**** TEXT PROVIDED ****
You decided to work in a women’s department store because you were tired of working in restaurants, tired of dealing with men, and uninterested in phone answering or paper filing. And also because all of your shoes are the crappy Target kind. You figure that even if the job doesn’t work out, at least you’ll be able to buy yourself some decent shoes with your employee discount.
Your first day on the job is spent in a training session with other new hires upstairs in the HR office, which entails watching VHS tapes from the eighties and signing contracts you don’t bother reading. As the poufy-haired woman onscreen preaches about proper lifting technique, the girl next to you strikes up a conversation, asking what department you will be in. You tell her you’ll be working in women’s shoes, and she looks stricken. She informs you that the shoe department has a nickname: the “Shark Tank.” Because it’s so competitive.
You laugh at the nickname’s shades of hyperbolic doom, but part of you can’t help but worry. Are you really about to be thrown to the sharks?
* * *
For the rest of that first month, you live in the cavernous stockroom, where you spend every day organizing the thousands of shoes by color, heel height, and style. You make price stickers, detissue boxes, clean sale racks, and sweep the floors. After a week of this, you are dreaming about shoes, or having nightmares where you are chased by an unseen monster around the empty stockroom. When you tell one of your coworkers about the shoe dreams, he laughs and says, “Those go away after a couple of weeks.” You have never seen so many shoes in your life.
****
= TASK 1 =
Please count how many lines in the rows contain the string "door", with case counting, and give only that number.
The shoe department story has no connection to the rows.
**** DATA LISTING ****
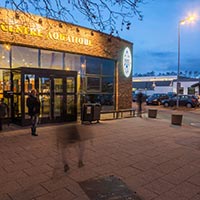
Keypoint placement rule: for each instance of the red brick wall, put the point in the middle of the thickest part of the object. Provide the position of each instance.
(33, 31)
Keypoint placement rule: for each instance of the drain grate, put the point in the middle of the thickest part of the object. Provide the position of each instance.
(108, 188)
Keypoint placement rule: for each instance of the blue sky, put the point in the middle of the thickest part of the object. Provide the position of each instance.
(156, 37)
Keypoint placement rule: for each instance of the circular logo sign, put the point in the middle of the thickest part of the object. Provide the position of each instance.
(127, 62)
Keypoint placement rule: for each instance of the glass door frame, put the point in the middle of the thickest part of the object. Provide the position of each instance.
(52, 75)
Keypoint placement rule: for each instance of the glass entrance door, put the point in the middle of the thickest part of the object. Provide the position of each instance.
(56, 91)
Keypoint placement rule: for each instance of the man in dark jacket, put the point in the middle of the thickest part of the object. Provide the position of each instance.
(33, 105)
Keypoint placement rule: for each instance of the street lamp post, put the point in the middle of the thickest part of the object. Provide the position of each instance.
(178, 69)
(181, 22)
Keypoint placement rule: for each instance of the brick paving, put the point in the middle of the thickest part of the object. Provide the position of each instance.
(157, 160)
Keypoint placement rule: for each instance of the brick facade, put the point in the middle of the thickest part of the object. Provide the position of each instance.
(35, 31)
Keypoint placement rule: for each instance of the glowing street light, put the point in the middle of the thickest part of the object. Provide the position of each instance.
(189, 19)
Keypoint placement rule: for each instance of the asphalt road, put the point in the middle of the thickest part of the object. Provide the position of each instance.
(191, 116)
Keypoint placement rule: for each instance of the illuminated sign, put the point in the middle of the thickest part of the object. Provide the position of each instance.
(127, 62)
(37, 32)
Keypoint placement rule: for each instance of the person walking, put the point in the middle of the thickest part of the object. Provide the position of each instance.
(67, 138)
(139, 101)
(33, 105)
(3, 112)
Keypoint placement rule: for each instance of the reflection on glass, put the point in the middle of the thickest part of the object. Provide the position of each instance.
(24, 57)
(4, 56)
(70, 84)
(17, 105)
(44, 85)
(93, 84)
(5, 81)
(108, 67)
(93, 65)
(107, 84)
(16, 82)
(72, 62)
(70, 105)
(58, 102)
(58, 86)
(51, 59)
(29, 82)
(45, 109)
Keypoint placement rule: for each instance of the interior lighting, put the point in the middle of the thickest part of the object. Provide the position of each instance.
(7, 47)
(40, 21)
(17, 15)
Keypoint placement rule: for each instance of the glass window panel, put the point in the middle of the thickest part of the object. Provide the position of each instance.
(107, 84)
(29, 82)
(93, 84)
(70, 104)
(93, 65)
(16, 82)
(70, 84)
(17, 105)
(51, 59)
(58, 102)
(45, 109)
(5, 81)
(108, 67)
(4, 56)
(58, 85)
(44, 85)
(72, 62)
(24, 57)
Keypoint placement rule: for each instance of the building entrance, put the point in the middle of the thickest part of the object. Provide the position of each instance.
(56, 90)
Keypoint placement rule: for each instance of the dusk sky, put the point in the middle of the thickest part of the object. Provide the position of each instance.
(155, 38)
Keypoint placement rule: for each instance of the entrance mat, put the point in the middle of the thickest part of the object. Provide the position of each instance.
(108, 188)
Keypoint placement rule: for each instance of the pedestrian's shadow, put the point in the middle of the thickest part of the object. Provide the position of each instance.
(70, 143)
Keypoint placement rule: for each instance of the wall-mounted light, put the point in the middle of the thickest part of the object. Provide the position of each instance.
(40, 21)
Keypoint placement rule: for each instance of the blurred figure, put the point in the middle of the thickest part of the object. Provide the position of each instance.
(66, 137)
(33, 104)
(3, 112)
(139, 102)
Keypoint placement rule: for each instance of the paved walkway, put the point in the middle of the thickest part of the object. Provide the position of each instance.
(157, 160)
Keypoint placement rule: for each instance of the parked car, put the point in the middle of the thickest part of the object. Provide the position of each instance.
(134, 97)
(190, 101)
(155, 99)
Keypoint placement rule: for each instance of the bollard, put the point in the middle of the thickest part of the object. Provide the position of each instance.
(176, 119)
(152, 113)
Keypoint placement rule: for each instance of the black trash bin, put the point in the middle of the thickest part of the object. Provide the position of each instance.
(91, 112)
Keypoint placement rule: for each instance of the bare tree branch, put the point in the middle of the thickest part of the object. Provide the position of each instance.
(103, 15)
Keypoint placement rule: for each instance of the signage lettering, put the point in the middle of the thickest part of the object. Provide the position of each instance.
(37, 32)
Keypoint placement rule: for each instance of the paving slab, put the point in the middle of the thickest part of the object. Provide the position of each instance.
(151, 157)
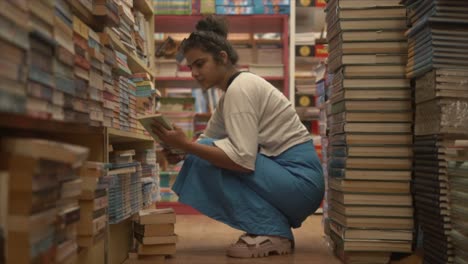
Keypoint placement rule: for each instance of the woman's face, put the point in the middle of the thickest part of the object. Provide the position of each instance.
(205, 69)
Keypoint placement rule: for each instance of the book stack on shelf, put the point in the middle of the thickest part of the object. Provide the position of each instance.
(43, 209)
(93, 204)
(457, 171)
(154, 234)
(249, 7)
(437, 41)
(124, 186)
(174, 7)
(370, 131)
(323, 103)
(13, 61)
(109, 93)
(81, 78)
(149, 176)
(96, 81)
(4, 185)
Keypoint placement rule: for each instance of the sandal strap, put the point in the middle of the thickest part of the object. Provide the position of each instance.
(258, 240)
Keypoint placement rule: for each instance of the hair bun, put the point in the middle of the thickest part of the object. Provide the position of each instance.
(215, 24)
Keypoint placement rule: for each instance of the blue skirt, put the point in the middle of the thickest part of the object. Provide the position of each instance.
(281, 193)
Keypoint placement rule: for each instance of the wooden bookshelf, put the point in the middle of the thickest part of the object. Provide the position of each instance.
(134, 63)
(82, 12)
(144, 6)
(248, 24)
(24, 122)
(121, 136)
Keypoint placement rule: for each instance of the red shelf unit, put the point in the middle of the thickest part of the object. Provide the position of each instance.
(237, 24)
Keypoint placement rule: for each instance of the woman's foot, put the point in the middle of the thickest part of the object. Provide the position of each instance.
(252, 246)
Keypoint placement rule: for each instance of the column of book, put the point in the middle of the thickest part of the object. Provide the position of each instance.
(370, 131)
(93, 204)
(43, 190)
(437, 64)
(154, 236)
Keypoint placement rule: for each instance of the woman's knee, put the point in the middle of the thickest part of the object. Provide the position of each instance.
(206, 141)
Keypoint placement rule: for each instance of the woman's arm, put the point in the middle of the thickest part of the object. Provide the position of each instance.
(214, 155)
(177, 139)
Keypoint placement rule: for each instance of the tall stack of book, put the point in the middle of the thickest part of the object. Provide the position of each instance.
(110, 93)
(458, 185)
(121, 86)
(13, 60)
(43, 190)
(126, 25)
(93, 204)
(149, 176)
(64, 60)
(140, 35)
(124, 186)
(41, 79)
(370, 131)
(437, 48)
(154, 235)
(96, 80)
(323, 83)
(4, 179)
(173, 7)
(79, 106)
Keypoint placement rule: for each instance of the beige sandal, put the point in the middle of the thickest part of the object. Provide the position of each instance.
(249, 246)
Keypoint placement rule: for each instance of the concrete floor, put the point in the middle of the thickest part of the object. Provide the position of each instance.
(204, 241)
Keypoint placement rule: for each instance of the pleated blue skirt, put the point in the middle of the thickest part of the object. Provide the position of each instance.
(281, 193)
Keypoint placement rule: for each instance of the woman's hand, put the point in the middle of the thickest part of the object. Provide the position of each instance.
(173, 158)
(174, 138)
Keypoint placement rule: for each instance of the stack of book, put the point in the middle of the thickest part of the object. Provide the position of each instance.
(140, 35)
(4, 179)
(13, 59)
(96, 80)
(431, 194)
(458, 185)
(93, 204)
(41, 79)
(126, 25)
(370, 131)
(173, 7)
(78, 106)
(124, 186)
(132, 107)
(106, 11)
(149, 176)
(154, 235)
(64, 60)
(43, 209)
(436, 49)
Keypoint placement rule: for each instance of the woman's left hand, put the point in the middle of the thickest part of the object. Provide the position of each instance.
(175, 138)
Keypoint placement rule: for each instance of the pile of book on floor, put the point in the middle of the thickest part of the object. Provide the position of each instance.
(154, 236)
(370, 131)
(437, 48)
(133, 30)
(93, 204)
(124, 186)
(149, 176)
(43, 208)
(458, 185)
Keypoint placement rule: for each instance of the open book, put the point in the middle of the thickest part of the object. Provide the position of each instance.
(147, 121)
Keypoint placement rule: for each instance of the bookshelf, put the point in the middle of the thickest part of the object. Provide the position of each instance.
(145, 6)
(237, 24)
(115, 246)
(134, 63)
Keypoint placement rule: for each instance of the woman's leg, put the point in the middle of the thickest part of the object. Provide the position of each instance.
(266, 202)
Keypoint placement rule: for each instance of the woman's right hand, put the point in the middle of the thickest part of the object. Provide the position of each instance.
(173, 158)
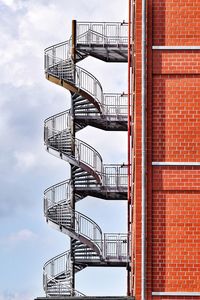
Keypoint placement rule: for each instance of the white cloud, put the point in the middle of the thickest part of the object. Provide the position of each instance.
(22, 235)
(16, 296)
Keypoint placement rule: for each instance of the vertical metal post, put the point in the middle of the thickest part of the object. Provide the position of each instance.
(143, 233)
(73, 153)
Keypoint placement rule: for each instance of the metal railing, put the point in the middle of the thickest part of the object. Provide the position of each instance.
(102, 33)
(81, 225)
(115, 175)
(89, 83)
(115, 105)
(88, 155)
(61, 51)
(59, 122)
(65, 69)
(115, 246)
(60, 264)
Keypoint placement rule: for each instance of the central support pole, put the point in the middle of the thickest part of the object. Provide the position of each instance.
(143, 254)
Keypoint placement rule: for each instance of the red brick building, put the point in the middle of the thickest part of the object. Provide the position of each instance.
(172, 221)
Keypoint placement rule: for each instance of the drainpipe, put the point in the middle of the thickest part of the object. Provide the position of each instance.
(143, 267)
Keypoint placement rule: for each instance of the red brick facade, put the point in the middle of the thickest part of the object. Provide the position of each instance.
(173, 150)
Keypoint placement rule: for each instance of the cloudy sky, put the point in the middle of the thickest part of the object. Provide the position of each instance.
(26, 99)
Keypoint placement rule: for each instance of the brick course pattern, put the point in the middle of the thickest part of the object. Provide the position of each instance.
(176, 22)
(176, 138)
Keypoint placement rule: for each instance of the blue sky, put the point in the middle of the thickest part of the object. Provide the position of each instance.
(26, 241)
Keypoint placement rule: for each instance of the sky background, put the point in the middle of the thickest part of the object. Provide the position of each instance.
(26, 99)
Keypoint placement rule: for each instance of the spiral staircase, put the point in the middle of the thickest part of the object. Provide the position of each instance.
(89, 175)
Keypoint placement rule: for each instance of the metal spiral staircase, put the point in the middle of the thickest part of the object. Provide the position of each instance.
(89, 175)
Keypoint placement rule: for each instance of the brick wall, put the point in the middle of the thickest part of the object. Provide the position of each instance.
(176, 138)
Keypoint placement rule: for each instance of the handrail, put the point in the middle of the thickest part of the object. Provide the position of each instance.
(58, 265)
(88, 155)
(83, 79)
(60, 121)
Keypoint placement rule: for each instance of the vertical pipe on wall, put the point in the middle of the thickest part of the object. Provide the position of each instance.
(143, 254)
(129, 139)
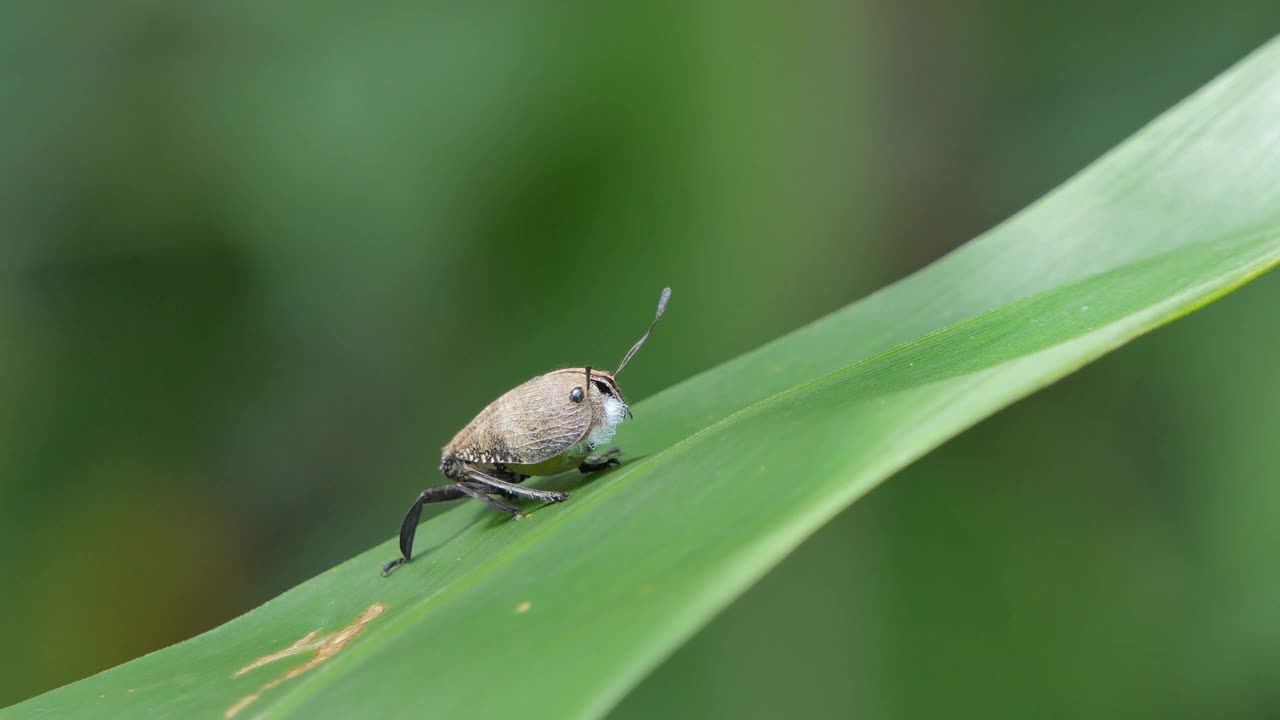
****
= TASK 2 =
Answer these questions from the shoe department story:
(a) What nickname does the shoe department have?
(b) According to the coworker, when do the shoe dreams go away?
(c) What kind of shoes are all of the narrator's shoes?

= FULL OUTPUT 1 =
2

= FULL OUTPUT 2 =
(a) The "Shark Tank."
(b) After a couple of weeks.
(c) The crappy Target kind.